> TASK DIRECTIONS:
Search term "instance": copy each line of the data containing it.

━━━ PROVIDED DATA ━━━

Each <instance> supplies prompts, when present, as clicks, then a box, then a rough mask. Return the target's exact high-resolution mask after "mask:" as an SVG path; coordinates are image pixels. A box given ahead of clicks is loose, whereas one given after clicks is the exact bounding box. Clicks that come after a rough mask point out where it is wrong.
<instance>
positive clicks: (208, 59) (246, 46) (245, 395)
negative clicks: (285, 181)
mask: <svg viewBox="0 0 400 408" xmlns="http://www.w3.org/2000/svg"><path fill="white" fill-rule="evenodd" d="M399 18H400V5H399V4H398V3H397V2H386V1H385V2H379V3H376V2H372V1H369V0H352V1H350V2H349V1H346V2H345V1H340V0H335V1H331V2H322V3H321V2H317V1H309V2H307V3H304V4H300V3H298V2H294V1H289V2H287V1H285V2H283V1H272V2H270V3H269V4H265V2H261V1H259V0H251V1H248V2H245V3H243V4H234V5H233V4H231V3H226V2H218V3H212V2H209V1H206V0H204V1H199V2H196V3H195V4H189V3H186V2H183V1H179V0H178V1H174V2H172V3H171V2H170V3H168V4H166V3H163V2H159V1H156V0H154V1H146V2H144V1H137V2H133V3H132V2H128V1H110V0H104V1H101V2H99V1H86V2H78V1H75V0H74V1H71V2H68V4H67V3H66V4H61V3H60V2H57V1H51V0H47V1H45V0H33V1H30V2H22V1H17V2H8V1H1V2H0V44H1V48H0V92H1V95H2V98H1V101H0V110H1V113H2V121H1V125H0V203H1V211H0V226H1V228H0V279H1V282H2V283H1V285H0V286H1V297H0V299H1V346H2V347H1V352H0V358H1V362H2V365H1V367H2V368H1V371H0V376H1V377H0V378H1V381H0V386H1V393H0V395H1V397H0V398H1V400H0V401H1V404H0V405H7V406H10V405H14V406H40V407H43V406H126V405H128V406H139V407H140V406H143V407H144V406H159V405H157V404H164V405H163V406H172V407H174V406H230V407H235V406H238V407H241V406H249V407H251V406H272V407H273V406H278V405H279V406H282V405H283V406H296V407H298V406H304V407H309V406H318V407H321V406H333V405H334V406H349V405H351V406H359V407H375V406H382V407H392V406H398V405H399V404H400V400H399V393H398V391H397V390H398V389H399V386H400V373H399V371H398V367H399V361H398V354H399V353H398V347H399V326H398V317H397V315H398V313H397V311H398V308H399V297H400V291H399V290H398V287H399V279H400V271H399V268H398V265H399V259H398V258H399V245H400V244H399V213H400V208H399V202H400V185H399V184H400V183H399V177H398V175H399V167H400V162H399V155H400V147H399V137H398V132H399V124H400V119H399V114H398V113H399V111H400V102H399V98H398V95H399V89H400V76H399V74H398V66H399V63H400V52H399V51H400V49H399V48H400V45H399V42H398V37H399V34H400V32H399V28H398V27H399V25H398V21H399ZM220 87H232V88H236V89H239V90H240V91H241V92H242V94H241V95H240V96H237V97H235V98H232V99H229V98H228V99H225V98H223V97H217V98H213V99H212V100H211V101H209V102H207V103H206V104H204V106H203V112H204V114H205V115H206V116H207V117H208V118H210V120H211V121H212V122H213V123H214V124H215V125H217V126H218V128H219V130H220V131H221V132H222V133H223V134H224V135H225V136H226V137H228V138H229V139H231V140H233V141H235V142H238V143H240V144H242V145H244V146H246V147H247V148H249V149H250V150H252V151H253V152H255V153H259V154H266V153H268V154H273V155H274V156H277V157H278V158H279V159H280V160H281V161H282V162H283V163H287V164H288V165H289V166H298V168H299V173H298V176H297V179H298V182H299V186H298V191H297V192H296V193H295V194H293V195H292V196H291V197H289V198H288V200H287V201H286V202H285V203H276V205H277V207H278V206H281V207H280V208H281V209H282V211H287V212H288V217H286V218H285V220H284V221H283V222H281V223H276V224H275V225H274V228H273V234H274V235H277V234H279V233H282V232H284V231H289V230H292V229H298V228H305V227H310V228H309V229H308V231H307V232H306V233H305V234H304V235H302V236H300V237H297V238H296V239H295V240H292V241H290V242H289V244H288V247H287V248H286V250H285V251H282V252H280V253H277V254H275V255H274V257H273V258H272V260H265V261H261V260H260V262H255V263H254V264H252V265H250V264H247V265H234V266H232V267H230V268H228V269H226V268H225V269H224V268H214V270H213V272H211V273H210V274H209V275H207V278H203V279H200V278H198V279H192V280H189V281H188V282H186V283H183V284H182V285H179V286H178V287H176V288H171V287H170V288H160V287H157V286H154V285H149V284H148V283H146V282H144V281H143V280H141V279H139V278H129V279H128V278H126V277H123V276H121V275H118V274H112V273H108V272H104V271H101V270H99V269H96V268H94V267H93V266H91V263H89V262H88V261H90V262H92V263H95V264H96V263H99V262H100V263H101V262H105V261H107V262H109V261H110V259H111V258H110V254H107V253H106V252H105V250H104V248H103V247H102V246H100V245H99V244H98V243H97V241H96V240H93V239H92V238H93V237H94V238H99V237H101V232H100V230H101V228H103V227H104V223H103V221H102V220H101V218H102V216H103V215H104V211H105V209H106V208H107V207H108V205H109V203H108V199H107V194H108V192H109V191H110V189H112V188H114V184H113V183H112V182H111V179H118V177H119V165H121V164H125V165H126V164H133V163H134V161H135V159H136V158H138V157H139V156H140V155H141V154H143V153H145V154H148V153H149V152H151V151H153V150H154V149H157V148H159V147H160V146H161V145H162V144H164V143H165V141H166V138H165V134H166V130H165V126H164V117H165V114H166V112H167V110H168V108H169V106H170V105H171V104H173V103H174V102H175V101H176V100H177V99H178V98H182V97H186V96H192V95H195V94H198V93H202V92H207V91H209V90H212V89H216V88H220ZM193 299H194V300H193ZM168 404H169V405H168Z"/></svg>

━━━

> ANSWER SECTION:
Each <instance> supplies prompts, when present, as clicks, then a box, then a rough mask. Return the target's exact high-resolution mask after "mask:" as an SVG path; coordinates are image pixels. A box given ahead of clicks is loose, whereas one given after clicks is the exact bounding box. Clicks that come after a rough mask point out where it is wrong.
<instance>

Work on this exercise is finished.